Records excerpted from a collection
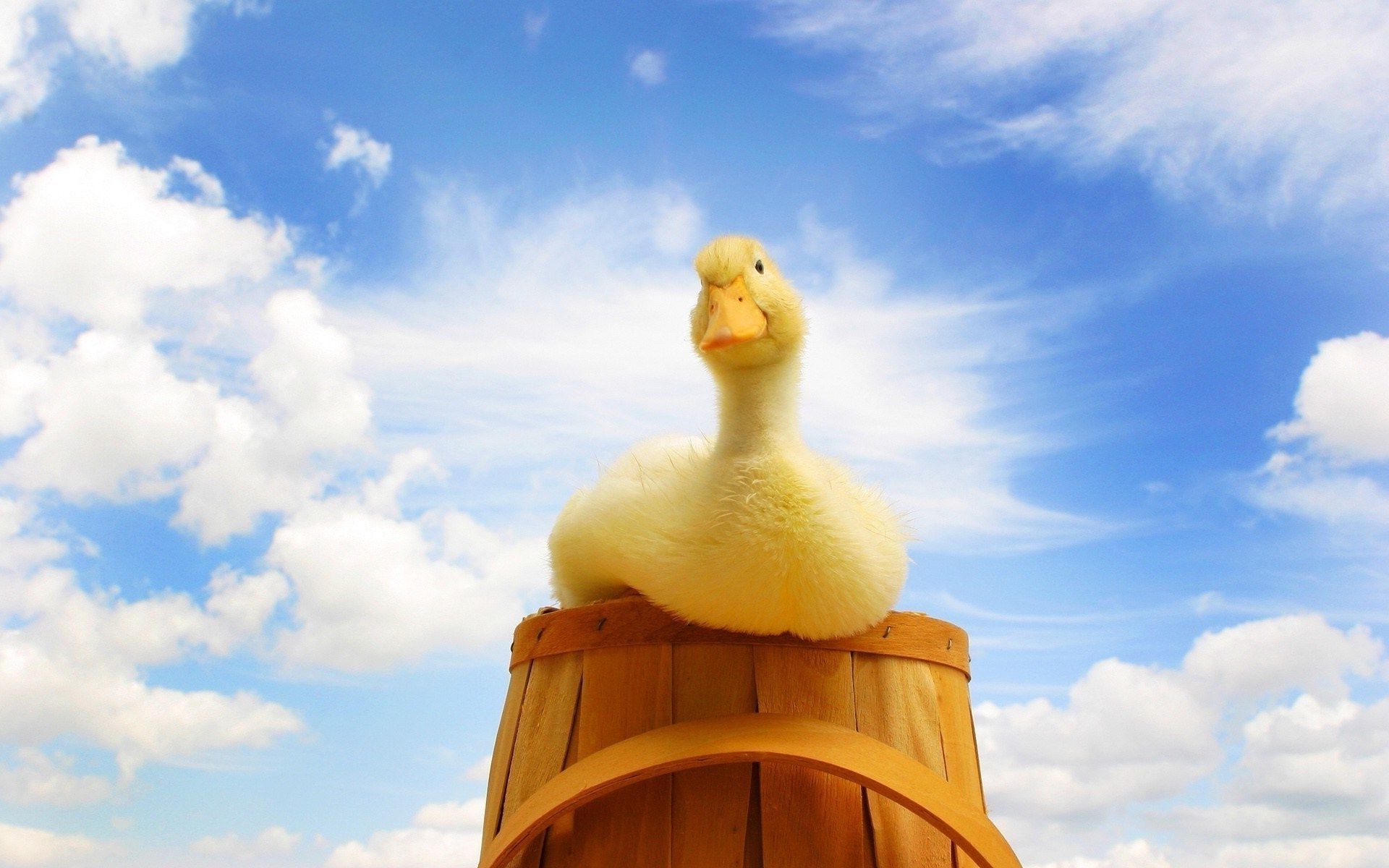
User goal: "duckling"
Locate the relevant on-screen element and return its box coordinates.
[550,236,907,639]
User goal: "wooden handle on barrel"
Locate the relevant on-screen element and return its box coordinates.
[479,714,1022,868]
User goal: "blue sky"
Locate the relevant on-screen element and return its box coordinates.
[0,0,1389,868]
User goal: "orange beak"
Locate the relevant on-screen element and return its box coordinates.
[699,275,767,350]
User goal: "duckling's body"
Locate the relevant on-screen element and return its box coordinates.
[550,237,907,639]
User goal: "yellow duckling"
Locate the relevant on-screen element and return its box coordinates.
[550,236,907,639]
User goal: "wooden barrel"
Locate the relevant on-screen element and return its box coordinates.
[480,597,1019,868]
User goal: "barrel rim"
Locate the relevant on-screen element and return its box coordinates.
[510,596,969,678]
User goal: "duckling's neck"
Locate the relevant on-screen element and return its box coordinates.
[714,358,800,454]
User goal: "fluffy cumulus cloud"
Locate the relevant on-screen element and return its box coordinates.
[0,0,258,124]
[0,136,290,329]
[0,139,371,543]
[326,799,482,868]
[323,124,391,214]
[1253,332,1389,535]
[266,450,546,671]
[977,616,1389,868]
[0,747,113,807]
[755,0,1389,226]
[338,186,1103,546]
[0,822,114,868]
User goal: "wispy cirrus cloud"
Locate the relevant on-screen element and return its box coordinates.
[335,179,1108,548]
[975,616,1389,868]
[755,0,1389,230]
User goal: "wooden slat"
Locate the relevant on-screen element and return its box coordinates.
[755,646,865,868]
[930,667,986,868]
[482,664,530,847]
[671,644,757,868]
[527,694,583,868]
[511,596,969,673]
[501,654,583,868]
[743,762,763,868]
[480,714,1021,868]
[854,654,951,868]
[569,644,671,868]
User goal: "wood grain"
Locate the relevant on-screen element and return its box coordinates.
[671,644,761,868]
[480,714,1021,868]
[501,654,583,868]
[482,663,530,846]
[511,596,969,673]
[569,644,671,868]
[854,654,951,868]
[753,646,865,868]
[930,667,986,868]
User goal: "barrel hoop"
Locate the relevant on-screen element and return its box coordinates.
[511,596,969,676]
[479,714,1021,868]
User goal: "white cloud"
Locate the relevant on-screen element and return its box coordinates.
[0,139,371,543]
[975,616,1389,868]
[1270,332,1389,461]
[0,822,114,868]
[0,136,290,331]
[0,747,114,807]
[0,500,304,778]
[758,0,1389,226]
[338,186,1104,547]
[628,48,666,88]
[323,124,391,187]
[409,799,483,829]
[1250,332,1389,533]
[0,0,247,124]
[189,826,304,861]
[175,290,371,542]
[266,450,546,671]
[521,9,550,51]
[0,331,217,498]
[325,799,482,868]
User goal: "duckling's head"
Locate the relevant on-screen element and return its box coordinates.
[690,234,806,368]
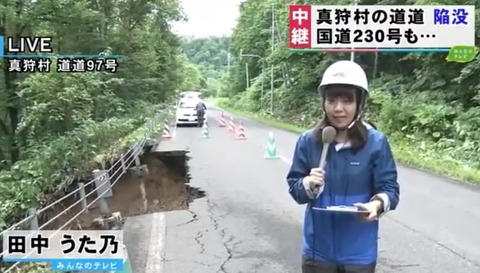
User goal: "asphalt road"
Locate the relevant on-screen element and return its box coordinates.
[163,105,480,273]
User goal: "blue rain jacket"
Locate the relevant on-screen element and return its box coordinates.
[287,128,400,265]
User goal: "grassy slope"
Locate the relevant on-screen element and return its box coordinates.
[209,98,480,185]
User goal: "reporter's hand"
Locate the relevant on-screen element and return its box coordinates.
[353,200,382,222]
[305,168,325,191]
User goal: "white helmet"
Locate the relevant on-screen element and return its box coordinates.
[319,60,368,92]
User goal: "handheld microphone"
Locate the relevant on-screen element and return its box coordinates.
[315,126,337,191]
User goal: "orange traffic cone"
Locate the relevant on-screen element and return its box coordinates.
[228,117,235,135]
[218,111,227,127]
[235,121,247,140]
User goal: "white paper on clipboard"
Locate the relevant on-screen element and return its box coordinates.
[312,206,368,214]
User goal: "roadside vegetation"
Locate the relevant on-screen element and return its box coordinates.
[0,0,196,272]
[182,0,480,183]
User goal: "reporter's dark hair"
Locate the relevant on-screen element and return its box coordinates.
[313,118,370,153]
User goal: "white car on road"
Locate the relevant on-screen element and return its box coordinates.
[176,98,207,126]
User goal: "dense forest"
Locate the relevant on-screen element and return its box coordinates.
[0,0,196,272]
[182,37,230,96]
[183,0,480,182]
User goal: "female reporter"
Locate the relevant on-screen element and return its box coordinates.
[287,61,400,273]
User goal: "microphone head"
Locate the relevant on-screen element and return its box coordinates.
[322,126,337,144]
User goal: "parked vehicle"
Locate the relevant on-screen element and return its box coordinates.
[176,97,207,126]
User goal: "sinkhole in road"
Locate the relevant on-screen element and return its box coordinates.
[73,151,205,229]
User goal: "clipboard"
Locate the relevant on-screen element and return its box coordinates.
[312,206,369,214]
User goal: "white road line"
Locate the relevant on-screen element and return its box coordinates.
[145,212,166,273]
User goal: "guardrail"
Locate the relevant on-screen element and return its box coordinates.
[0,109,168,273]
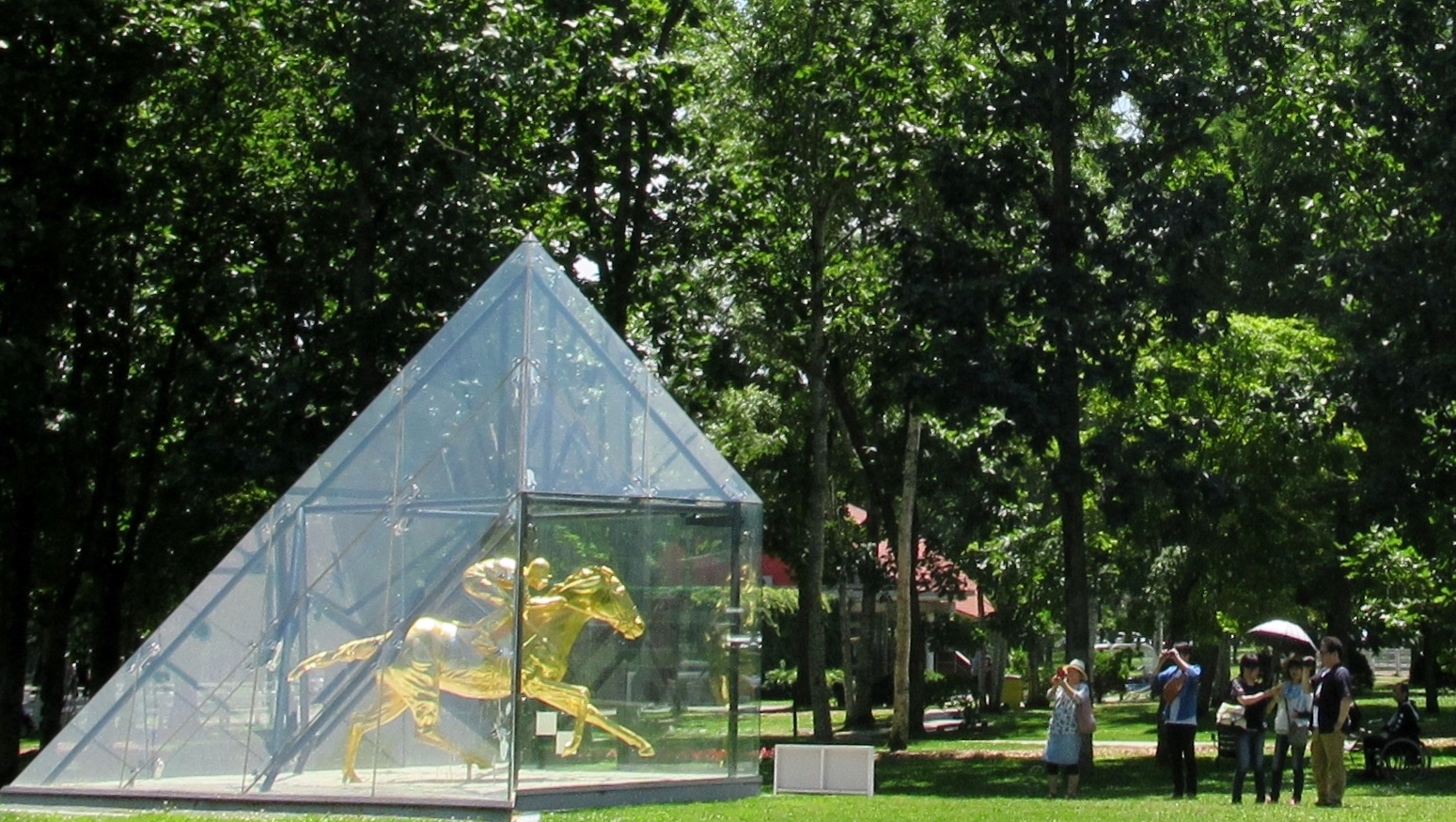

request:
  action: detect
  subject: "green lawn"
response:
[11,686,1456,822]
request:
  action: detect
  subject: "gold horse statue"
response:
[289,557,655,783]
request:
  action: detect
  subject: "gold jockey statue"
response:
[289,557,654,783]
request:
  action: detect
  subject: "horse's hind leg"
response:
[522,679,657,756]
[384,666,493,769]
[344,684,409,783]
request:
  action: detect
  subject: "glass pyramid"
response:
[5,239,761,814]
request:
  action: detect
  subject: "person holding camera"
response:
[1270,656,1315,804]
[1044,659,1092,799]
[1153,642,1202,799]
[1229,653,1278,804]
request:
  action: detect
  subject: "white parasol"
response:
[1249,620,1315,652]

== Set problem ==
Show every line of the data above that contains the word "white".

== Final result ==
User goal: "white cloud"
User goal: "white helmet"
User goal: "white paper on clipboard"
User goal: "white car on road"
User goal: "white road line"
  subject: "white parasol"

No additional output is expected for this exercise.